------ Provided passage

Second, the plaintiff has failed to show that the evidence would have produced a different outcome. See Good, 149 F. 3d 413. While the evidence about Dr. Hopkins likely would have entitled the plaintiff to further discovery, on its own, the information about Dr. Hopkins would not have affected the decision to uphold the administrative determination.
O'Bryan failed to make any showing of bias prior to this court's denial of his claim on March 10, 2010. See R. 32 at 10. Although review of an order denying disability benefits under ERISA is typically confined to the administrative record, s ee Perry v. Simplicity Engineering, 900 F.2d 963, 966 (6th Cir. 1990), there is a narrow exception for evidence of bias. See Wilkins v. Baptist Healthcare System, Inc., 150 F.3d 609, 619 (6th Cir. 1998). District courts relying on Wilkins have allowed discovery into the doctors hired to review the medical records of disability claimants. See, e.g., Bennett v. Unum Life Ins. Co., 321 F. Supp.2d 925 (E.D. Tenn. 2004). However, most of these courts require a "predicate showing" of bias before wholesale discovery is allowed. Bennett, 321 F. Supp.2d at 931-33; McQueen v. Life Insurance Company of N. Am., 2008 U.S. Dist. LEXIS 16657 (E.D. Ky. Mar. 4, 2008). But see Myers v. Prudential Ins. Co., 581 F. Supp.2d 904, 912-14 (E.D. Tenn. 2008).
Even if O'Bryan had produced the declaration, it would not have affected the order. Although it may have been a sufficient "predicate showing" to warrant more discovery, it does not prove bias on the part of Dr. Hopkins against O'Bryan. See Good, 149 F.3d at 423; Hayes v. Norfolk Southern Corp., 25 Fed. Appx. 308, 313, 315 (6th Cir. 2001). For one thing, none of the reports examined by Horner were prepared for Consol. Hence, even if the declaration were evidence of bias on the part of Dr. Hopkins, it would be bias toward entirely different entities. It is not enough to assert, with no factual support, that her relationship to Consol automatically includes similar biases against claimants. For this reason, the Horner Declaration has only minimal relevance to O'Bryan's claim.
In addition, the fact that Dr. Hopkins uses "cookie-cutter" statements in her reports is not necessarily evidence of bias. Given the sheer number of reviews conducted by Dr. Hopkins, it is not surprising that there would be such linguistic similarities. O'Bryan provides no indication that the "cookie-cutter" statements were not accurate assessments of the medical conditions being analyzed. Nor does he provide any new evidence that such statements were not accurate assessments of his conditions. The use of similar phraseology could reflect similar medical conditions, or even laziness on the part of Dr. Hopkins. However, it is not, standing alone, evidence of bias.
Finally, Horner was able to obtain only a small fraction of the hundreds of reports prepared by Dr. Hopkins. R. 34 Ex. 1 at 5 (noting that Dr. Hopkins reviewed 400-500 files a year for one insurer). There is no evidence that the reports examined by Horner are at all representative of the many that were not examined. Thus, while the plaintiff attempts to draw broad conclusions about all of Dr. Hopkins' reports (including his own), see id. at 2, 5, there is no basis for such generalizations.
Accordingly, IT IS ORDERED that Rick O'Bryan's motion to alter or amend the court's order, or for a new trial (R. 34) is DENIED.

------------
------ Material provided

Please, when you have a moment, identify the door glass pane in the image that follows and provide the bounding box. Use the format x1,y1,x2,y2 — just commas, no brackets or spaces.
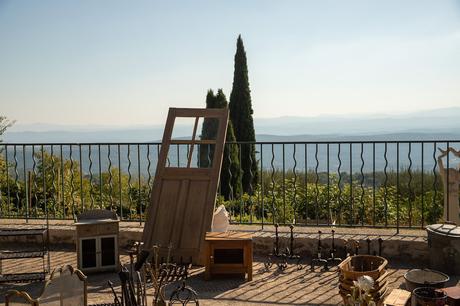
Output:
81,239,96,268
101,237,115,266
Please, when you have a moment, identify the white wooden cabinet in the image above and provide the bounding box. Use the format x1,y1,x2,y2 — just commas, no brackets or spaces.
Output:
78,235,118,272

------------
------ Material provided

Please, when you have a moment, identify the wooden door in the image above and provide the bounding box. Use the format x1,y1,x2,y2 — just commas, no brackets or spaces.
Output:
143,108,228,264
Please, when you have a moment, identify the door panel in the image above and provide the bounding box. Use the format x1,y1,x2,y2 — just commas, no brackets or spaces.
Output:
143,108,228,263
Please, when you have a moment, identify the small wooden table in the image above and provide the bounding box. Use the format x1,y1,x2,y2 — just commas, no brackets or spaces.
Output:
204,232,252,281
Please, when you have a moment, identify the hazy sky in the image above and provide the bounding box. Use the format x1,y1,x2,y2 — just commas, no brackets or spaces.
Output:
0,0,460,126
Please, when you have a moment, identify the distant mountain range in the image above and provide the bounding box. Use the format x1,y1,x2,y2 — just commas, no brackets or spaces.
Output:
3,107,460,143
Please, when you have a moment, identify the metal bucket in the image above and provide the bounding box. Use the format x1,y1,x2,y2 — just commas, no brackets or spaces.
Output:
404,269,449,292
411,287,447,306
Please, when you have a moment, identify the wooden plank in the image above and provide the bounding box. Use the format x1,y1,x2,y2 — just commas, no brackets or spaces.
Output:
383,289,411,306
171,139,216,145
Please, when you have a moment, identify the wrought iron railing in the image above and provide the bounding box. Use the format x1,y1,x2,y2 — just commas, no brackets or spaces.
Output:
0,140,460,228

------------

### Task list:
a) Answer these questions using the ruling on O'Bryan's motion:
(i) On what date did the court deny O'Bryan's claim?
(ii) How many files a year did Dr. Hopkins review for one insurer?
(iii) For what entity were none of the reports examined by Horner prepared?
b) Retype the part of the ruling on O'Bryan's motion starting with "Even if O'Bryan" and going on through "to O'Bryan's claim.".

### Solutions to each task:
a)
(i) March 10, 2010
(ii) 400-500
(iii) Consol

b)
Even if O'Bryan had produced the declaration, it would not have affected the order. Although it may have been a sufficient "predicate showing" to warrant more discovery, it does not prove bias on the part of Dr. Hopkins against O'Bryan. See Good, 149 F.3d at 423; Hayes v. Norfolk Southern Corp., 25 Fed. Appx. 308, 313, 315 (6th Cir. 2001). For one thing, none of the reports examined by Horner were prepared for Consol. Hence, even if the declaration were evidence of bias on the part of Dr. Hopkins, it would be bias toward entirely different entities. It is not enough to assert, with no factual support, that her relationship to Consol automatically includes similar biases against claimants. For this reason, the Horner Declaration has only minimal relevance to O'Bryan's claim.